──────── Excerpted records

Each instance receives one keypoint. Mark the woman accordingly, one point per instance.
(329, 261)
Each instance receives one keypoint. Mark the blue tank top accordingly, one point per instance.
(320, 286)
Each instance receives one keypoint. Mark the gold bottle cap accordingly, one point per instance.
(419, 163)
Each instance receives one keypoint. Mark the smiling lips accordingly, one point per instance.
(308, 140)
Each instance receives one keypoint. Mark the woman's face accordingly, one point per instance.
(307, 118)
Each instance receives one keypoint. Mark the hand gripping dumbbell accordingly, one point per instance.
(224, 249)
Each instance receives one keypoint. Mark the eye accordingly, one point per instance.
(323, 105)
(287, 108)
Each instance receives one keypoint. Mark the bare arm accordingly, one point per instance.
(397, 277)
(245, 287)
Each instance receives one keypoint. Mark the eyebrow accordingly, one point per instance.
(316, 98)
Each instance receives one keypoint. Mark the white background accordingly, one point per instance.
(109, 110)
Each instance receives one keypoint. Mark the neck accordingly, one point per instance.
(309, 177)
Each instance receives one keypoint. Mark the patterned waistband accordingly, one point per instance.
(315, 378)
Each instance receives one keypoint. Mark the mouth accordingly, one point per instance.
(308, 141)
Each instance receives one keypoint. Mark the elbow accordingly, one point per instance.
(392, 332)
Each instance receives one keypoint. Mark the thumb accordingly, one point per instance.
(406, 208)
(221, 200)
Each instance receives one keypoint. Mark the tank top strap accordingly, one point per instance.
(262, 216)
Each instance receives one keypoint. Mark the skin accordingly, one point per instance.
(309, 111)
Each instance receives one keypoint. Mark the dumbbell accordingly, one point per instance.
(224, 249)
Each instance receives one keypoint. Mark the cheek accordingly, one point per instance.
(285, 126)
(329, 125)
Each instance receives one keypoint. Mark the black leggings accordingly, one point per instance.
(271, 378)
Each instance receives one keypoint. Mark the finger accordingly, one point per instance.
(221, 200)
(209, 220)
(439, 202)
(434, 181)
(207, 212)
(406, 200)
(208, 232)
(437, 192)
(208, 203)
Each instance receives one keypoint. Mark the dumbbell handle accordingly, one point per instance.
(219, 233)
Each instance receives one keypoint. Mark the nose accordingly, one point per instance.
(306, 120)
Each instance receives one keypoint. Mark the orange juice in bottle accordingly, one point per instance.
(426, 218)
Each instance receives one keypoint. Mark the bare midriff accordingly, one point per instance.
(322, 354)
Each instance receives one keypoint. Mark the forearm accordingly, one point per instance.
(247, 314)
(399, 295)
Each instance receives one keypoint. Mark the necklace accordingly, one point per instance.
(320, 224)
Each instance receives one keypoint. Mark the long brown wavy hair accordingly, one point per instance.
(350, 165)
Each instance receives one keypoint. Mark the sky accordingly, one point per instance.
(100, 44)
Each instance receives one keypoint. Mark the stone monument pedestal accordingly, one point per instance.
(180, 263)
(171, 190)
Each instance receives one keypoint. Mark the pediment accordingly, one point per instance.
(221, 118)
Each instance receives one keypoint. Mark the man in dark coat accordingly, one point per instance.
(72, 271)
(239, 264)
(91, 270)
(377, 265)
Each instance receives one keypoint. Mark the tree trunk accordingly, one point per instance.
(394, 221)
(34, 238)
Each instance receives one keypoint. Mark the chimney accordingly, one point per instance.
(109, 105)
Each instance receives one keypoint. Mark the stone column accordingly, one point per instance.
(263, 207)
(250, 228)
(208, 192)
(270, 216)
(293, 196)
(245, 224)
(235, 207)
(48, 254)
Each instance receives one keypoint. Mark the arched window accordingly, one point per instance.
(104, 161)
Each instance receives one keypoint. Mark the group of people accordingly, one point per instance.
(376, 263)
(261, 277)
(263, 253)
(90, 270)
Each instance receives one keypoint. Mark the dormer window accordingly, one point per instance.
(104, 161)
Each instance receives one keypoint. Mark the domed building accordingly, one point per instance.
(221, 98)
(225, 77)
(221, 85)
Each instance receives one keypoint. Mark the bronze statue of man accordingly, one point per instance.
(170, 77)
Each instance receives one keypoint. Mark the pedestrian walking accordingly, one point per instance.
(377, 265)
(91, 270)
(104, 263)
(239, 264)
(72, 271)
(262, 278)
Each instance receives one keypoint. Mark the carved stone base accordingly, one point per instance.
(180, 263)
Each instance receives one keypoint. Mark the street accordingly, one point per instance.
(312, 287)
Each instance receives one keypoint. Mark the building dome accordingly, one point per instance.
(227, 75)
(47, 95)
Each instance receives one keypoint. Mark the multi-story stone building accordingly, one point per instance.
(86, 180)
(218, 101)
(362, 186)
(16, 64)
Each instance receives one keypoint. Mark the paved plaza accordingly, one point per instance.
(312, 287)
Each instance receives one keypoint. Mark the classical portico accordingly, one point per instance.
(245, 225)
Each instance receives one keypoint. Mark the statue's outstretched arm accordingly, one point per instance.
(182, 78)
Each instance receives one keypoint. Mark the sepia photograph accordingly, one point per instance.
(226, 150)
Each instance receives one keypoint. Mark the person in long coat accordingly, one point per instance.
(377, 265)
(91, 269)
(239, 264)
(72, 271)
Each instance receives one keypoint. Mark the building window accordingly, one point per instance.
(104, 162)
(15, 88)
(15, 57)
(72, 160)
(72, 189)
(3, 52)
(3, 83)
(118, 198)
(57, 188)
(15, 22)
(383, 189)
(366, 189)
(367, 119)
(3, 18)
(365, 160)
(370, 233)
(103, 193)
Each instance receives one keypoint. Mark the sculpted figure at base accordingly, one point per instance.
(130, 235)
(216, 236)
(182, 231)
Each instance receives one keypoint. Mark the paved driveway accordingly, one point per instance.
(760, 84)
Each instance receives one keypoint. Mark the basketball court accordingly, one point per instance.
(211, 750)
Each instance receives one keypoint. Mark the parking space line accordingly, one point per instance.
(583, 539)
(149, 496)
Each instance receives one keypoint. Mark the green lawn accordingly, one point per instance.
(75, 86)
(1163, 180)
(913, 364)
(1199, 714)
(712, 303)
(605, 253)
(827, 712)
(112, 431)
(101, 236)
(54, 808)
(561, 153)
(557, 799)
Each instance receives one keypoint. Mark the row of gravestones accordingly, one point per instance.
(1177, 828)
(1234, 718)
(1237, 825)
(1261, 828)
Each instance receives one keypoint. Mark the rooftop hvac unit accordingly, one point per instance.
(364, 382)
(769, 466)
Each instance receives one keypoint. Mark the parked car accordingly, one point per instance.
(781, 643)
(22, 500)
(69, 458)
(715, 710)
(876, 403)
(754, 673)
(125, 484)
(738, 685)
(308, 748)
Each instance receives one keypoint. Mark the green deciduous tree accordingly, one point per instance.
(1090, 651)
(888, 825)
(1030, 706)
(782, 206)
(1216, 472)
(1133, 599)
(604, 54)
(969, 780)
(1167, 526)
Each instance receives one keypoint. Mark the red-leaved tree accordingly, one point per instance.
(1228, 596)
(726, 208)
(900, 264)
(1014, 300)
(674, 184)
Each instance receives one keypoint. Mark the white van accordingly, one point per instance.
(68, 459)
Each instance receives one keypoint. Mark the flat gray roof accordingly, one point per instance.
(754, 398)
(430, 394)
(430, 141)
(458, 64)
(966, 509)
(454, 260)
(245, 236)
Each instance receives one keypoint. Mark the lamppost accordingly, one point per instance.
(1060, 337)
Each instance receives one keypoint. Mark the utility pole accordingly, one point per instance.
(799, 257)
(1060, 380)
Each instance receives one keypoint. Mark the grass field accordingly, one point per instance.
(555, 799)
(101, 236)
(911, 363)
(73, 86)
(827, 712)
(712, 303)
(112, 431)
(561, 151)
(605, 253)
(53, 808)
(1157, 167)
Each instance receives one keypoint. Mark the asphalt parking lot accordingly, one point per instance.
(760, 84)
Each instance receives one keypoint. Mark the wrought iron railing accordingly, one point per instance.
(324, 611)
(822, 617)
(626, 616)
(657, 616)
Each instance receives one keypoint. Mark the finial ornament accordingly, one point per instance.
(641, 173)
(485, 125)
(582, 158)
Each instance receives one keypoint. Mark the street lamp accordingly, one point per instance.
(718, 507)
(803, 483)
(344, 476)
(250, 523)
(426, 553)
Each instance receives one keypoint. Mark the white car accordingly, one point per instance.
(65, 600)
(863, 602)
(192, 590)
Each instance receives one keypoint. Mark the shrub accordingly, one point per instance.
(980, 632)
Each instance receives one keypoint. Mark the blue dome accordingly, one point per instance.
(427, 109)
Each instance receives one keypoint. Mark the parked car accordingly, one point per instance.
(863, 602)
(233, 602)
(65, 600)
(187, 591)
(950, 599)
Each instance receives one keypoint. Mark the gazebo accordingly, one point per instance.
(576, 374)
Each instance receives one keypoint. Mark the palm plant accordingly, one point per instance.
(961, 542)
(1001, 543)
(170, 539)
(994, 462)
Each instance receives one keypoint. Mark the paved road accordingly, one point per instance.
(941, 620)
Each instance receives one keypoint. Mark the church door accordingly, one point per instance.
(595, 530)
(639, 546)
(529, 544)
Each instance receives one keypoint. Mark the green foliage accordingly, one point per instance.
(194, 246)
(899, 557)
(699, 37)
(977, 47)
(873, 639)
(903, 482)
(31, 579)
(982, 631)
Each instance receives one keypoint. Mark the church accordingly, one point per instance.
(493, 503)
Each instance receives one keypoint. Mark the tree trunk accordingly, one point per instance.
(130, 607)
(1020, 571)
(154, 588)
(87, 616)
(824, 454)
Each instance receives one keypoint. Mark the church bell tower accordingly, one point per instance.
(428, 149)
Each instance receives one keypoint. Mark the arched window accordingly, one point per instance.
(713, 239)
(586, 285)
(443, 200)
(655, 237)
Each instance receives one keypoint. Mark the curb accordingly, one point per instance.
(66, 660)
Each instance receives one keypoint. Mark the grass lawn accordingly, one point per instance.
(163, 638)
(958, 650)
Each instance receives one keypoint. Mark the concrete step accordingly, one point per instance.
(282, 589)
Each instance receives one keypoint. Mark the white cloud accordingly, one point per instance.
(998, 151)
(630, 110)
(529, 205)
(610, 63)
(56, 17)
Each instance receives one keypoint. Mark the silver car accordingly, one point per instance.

────────────────

- [Objective] Take the line that contains "Each instance receives one keypoint. Mark the palm" and each line after it down to the last of the records, and retype them exactly; add nothing else.

- [Exercise response]
Each instance receives one keypoint. Mark the palm plant accordingly, one point per instance.
(961, 542)
(1001, 543)
(170, 539)
(994, 462)
Each instance receives one keypoint. Mark the paved road accordingly, one point per instance.
(941, 620)
Each instance receives one keypoint. Mark the church door accordingly, one point per instance.
(595, 530)
(639, 546)
(529, 544)
Each instance receives one keypoint. Mark the green foliage accordingly, one point per instance.
(194, 246)
(899, 557)
(699, 37)
(977, 47)
(873, 639)
(903, 482)
(31, 579)
(982, 631)
Each instance receives one keypoint. Mark the church accordingly, one point per instance.
(493, 503)
Each instance receives one keypoint. Mark the tree trunk accordingly, one point per instance.
(130, 607)
(1020, 571)
(154, 588)
(87, 616)
(824, 454)
Each instance receives one keypoint. Mark the church bell tower accordingly, one point per instance.
(428, 149)
Each instance receives one keypoint. Mark the arched window accordingly, one point per instance.
(713, 239)
(586, 285)
(443, 200)
(655, 237)
Each instance receives one keypoint. Mark the curb accordingly, one point per instance.
(66, 660)
Each instance receives one keypoint. Mark the grass lawn accordingly, one point per instance.
(163, 638)
(958, 650)
Each instance receives one keypoint. Mark the concrete step accordingly, one point per instance.
(282, 589)
Each instance receives one keypoint. Mark the white cloud accordingly, one point per instance.
(998, 151)
(630, 110)
(529, 205)
(610, 63)
(56, 17)
Each instance receives one keypoint. Mark the silver car accordingly, one point per instance.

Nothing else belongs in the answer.